• Directions: Find the line containing "task | one point per instance, each pair like [586, 8]" in the entries below. Restate it and each line after it, word for word, up to and including the line containing "task | one point per instance, each pair like [235, 152]".

• Records for the task:
◇ ◇ ◇ ◇ ◇ ◇ ◇

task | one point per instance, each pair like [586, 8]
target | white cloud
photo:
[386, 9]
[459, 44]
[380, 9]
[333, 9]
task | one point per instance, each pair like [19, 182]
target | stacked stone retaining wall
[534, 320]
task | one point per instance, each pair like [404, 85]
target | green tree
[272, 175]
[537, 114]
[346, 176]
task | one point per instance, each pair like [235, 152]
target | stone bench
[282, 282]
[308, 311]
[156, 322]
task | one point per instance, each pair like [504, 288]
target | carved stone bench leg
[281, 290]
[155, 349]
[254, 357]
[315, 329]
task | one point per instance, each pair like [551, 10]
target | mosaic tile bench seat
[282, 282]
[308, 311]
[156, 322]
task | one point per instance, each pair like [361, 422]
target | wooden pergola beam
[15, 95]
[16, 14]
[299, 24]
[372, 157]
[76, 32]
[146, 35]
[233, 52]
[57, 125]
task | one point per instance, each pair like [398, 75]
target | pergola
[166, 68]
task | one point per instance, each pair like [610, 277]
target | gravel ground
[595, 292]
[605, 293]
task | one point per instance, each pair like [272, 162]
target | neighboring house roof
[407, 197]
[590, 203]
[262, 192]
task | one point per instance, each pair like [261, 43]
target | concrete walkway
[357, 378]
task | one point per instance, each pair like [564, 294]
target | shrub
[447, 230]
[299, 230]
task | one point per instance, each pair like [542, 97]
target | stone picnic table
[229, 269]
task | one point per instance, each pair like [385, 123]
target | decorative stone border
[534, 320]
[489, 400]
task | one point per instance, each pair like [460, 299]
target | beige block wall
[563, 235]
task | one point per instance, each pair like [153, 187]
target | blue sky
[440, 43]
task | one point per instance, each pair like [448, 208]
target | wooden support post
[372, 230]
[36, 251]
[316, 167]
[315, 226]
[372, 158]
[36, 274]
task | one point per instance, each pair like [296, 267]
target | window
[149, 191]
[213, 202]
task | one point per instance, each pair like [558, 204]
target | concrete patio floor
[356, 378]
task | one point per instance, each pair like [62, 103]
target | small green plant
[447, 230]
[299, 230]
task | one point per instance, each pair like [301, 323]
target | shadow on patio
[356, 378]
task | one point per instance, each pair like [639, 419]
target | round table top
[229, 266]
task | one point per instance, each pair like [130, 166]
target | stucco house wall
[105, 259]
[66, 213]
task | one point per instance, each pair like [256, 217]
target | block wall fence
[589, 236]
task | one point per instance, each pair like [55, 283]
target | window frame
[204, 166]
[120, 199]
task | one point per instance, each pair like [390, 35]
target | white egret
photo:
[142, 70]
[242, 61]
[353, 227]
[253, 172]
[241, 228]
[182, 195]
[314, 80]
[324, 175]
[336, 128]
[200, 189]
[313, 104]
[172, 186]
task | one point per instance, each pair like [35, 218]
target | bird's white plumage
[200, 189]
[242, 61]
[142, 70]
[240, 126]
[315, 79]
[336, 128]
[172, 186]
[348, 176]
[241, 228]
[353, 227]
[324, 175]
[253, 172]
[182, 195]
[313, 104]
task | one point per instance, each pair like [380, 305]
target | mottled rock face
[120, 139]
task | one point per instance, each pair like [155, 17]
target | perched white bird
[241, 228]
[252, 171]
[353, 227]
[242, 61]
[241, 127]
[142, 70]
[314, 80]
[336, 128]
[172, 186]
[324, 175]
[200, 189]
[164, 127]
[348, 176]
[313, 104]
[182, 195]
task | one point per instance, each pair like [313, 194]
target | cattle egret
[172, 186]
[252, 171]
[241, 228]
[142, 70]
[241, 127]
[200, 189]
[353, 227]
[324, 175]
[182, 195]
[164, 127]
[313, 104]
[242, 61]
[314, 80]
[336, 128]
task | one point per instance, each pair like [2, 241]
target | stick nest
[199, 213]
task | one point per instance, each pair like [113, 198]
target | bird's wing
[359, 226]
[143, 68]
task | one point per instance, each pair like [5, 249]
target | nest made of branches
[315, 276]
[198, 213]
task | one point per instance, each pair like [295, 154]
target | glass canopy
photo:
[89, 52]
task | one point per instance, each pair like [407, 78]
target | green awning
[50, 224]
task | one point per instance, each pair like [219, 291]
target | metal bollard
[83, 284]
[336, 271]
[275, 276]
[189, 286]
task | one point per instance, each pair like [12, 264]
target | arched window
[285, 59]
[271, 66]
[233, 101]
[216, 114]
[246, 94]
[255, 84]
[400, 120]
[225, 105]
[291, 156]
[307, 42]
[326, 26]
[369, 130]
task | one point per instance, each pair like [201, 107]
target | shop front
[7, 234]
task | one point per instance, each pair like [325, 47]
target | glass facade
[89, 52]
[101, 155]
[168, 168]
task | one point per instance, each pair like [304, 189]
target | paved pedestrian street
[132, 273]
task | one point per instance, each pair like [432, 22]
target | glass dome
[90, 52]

◇ ◇ ◇ ◇ ◇ ◇ ◇

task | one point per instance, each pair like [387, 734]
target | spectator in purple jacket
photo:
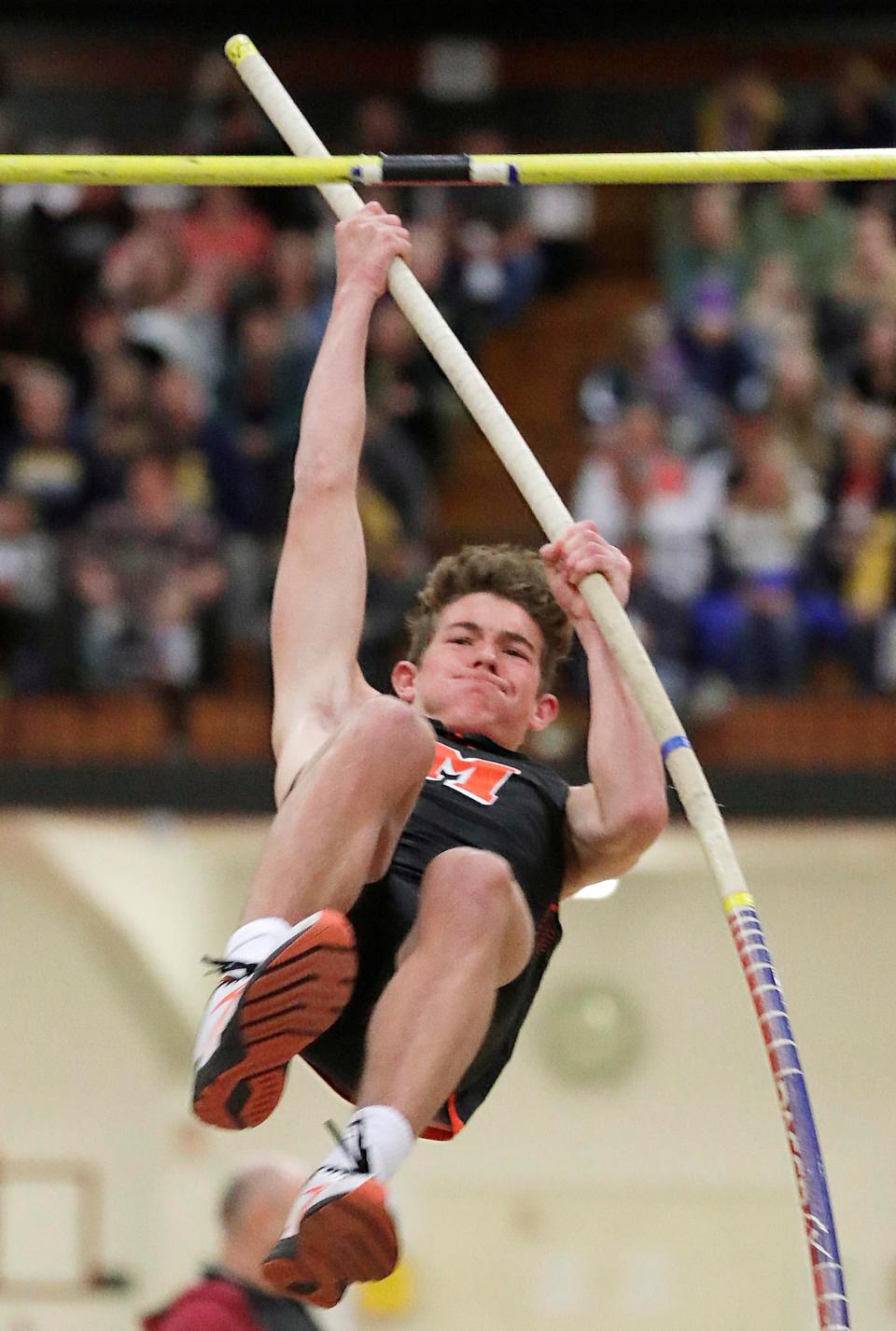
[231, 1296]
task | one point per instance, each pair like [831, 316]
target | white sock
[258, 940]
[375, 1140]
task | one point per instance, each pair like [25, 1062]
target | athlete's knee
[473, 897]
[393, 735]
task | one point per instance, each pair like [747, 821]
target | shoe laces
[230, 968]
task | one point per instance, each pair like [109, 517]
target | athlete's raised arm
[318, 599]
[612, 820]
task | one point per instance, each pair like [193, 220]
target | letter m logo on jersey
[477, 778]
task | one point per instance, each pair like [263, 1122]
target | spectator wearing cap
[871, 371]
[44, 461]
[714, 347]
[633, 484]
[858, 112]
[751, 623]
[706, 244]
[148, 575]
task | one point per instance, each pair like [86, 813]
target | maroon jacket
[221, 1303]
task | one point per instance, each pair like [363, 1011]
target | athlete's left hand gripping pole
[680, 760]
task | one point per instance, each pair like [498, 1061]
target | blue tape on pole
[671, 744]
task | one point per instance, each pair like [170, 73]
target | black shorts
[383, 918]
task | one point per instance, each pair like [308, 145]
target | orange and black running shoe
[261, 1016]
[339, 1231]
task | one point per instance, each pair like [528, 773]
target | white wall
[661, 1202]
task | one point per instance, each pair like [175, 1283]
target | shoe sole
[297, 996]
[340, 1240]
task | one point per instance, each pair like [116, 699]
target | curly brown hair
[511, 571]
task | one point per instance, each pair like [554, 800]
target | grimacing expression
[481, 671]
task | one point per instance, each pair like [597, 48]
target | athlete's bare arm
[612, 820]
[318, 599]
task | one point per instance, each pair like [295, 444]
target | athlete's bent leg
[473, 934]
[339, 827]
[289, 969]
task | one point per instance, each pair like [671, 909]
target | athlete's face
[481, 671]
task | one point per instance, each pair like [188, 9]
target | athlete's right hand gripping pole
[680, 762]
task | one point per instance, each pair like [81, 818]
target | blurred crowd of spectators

◇ ◇ ◇ ◇ ◇ ◇ ◇

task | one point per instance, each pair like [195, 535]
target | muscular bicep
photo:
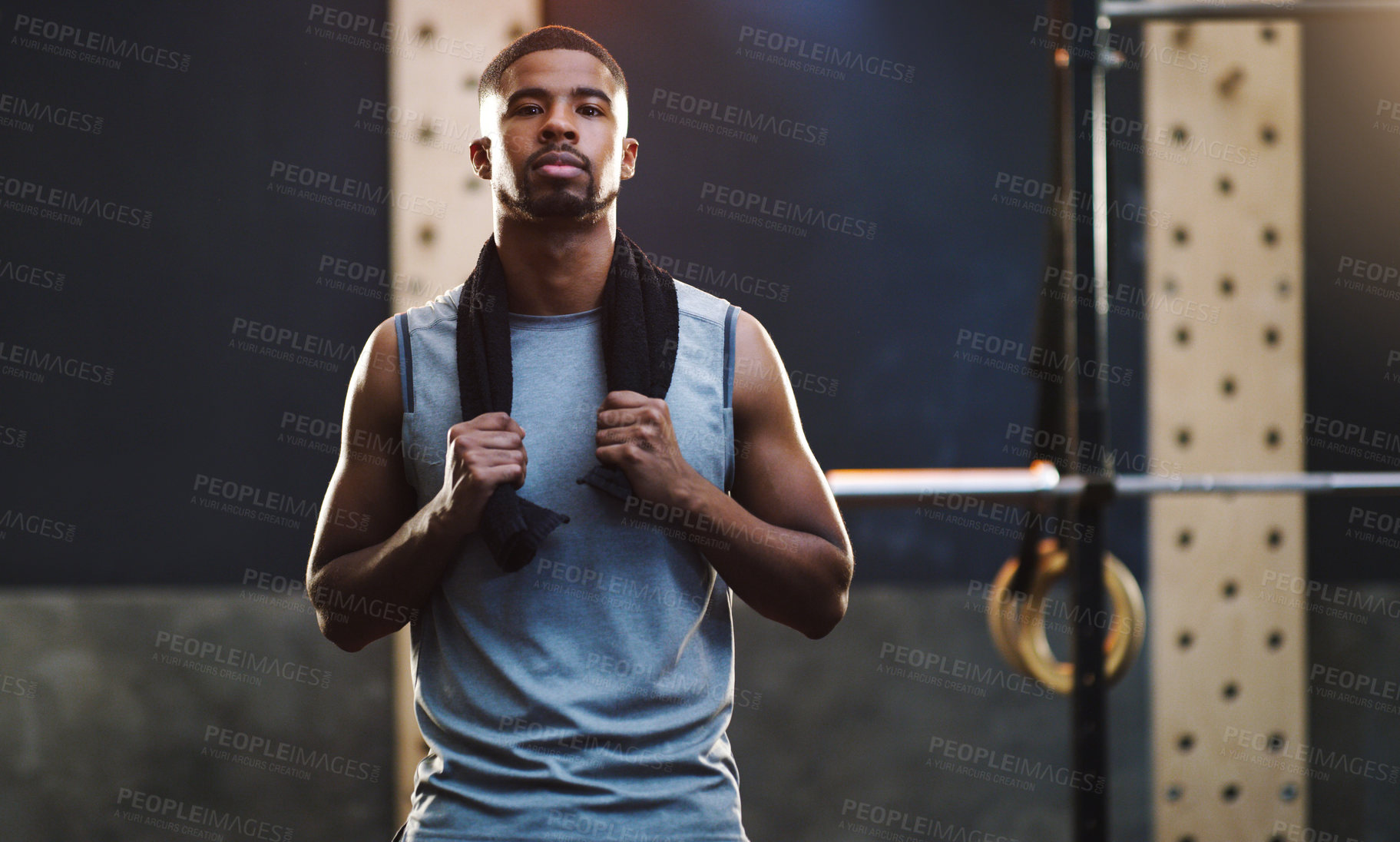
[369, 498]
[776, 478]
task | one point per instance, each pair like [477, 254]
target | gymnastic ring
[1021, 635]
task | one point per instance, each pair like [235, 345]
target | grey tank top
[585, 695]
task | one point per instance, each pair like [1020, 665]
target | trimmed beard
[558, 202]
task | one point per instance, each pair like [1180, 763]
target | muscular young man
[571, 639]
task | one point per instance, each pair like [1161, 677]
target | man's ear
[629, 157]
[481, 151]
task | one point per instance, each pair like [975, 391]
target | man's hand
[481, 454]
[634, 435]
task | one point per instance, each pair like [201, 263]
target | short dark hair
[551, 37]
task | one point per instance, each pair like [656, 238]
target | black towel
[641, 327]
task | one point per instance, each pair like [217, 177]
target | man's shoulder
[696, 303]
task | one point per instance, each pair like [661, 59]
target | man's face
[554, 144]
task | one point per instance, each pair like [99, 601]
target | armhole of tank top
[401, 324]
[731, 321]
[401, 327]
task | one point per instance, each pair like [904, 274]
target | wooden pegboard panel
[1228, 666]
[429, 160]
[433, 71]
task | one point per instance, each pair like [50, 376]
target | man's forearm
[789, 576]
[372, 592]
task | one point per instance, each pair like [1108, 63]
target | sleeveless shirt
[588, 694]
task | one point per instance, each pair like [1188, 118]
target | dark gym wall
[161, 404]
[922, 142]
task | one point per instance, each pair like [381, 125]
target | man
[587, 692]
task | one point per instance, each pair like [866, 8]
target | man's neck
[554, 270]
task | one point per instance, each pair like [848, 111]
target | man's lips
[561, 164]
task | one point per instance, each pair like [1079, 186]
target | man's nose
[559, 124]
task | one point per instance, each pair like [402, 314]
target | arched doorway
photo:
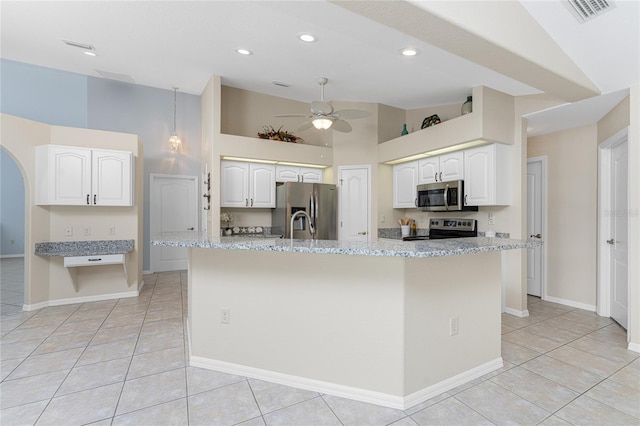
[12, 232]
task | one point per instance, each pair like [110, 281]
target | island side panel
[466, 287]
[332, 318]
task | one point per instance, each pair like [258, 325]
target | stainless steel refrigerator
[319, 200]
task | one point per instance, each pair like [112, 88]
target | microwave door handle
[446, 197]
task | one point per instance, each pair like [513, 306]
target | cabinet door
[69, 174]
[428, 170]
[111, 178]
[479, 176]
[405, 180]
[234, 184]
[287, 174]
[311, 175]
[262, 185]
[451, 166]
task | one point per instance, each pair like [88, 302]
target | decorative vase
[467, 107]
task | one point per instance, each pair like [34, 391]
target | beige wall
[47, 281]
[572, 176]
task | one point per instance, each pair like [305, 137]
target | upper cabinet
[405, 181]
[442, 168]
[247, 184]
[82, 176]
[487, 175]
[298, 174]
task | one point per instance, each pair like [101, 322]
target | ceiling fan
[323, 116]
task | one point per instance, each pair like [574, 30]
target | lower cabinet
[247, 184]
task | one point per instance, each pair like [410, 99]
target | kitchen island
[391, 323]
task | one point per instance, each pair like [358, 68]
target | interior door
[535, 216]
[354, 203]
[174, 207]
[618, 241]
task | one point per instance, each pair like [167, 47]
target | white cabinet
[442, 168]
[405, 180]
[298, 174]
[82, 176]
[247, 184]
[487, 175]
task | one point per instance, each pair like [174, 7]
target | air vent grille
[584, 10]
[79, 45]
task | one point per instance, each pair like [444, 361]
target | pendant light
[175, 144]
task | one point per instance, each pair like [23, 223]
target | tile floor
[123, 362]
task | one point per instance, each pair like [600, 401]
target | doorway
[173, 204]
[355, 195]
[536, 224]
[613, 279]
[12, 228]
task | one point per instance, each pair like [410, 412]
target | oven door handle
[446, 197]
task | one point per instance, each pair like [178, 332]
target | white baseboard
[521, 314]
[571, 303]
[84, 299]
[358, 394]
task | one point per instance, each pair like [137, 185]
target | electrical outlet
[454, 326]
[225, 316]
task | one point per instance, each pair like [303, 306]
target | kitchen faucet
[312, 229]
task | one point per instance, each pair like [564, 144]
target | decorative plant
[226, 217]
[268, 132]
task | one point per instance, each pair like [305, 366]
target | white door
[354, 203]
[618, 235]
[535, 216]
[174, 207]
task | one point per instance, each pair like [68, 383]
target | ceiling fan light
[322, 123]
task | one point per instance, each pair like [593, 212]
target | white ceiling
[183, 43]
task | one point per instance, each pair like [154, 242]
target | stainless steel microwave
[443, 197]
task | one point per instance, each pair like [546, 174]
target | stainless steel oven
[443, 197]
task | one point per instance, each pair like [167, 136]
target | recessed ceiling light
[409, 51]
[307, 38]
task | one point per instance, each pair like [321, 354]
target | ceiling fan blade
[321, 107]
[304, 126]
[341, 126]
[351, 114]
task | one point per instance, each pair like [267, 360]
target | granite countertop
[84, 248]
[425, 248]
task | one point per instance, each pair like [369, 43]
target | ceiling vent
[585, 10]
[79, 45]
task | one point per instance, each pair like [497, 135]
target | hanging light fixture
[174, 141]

◇ ◇ ◇ ◇ ◇ ◇ ◇

• Expected output:
task | one point per instance, each pair like [586, 8]
target | white cloud
photo:
[386, 9]
[459, 44]
[380, 9]
[333, 9]
task | one point per instance, each pair like [19, 182]
target | stacked stone retaining wall
[534, 320]
task | one point per instance, each pair like [404, 85]
target | green tree
[272, 175]
[537, 114]
[346, 176]
task | one point per instance, each pair like [235, 152]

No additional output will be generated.